## REQUIREMENTS
Repeat the records below exactly as they appear.
** start of SUPPLIED INFORMATION **
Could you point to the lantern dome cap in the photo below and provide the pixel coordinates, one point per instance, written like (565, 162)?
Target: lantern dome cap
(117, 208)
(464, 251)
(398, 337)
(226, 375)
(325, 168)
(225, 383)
** end of SUPPLIED INFORMATION **
## TASK ANSWER
Could you point to the lantern dome cap in the photo below and provide the pixel coordinates, one point per instance, written like (565, 162)?
Target: lantern dome cap
(117, 208)
(464, 251)
(398, 337)
(226, 375)
(325, 168)
(225, 383)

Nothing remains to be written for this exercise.